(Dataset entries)
════════
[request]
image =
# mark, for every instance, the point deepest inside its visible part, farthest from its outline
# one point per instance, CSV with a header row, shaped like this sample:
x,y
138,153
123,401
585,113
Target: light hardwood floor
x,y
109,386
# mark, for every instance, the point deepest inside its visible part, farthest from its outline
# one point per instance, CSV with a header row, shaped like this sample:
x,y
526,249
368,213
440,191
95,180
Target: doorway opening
════════
--- Activity ---
Every line above needs to be repeated exactly as shown.

--- Solution ---
[request]
image =
# mark, for every instance, the point deepest inside its visible part, farthest from its outline
# one point per instance, CSV with a header row, shaped like this sample:
x,y
138,153
123,401
585,113
Target: light hardwood floor
x,y
109,386
# mark, for every instance, the point deepest inside its visible part, farthest from its outline
# one point per instance, CSV with a header row, shaped like this sample:
x,y
526,249
368,213
440,191
95,180
Target: doorway opening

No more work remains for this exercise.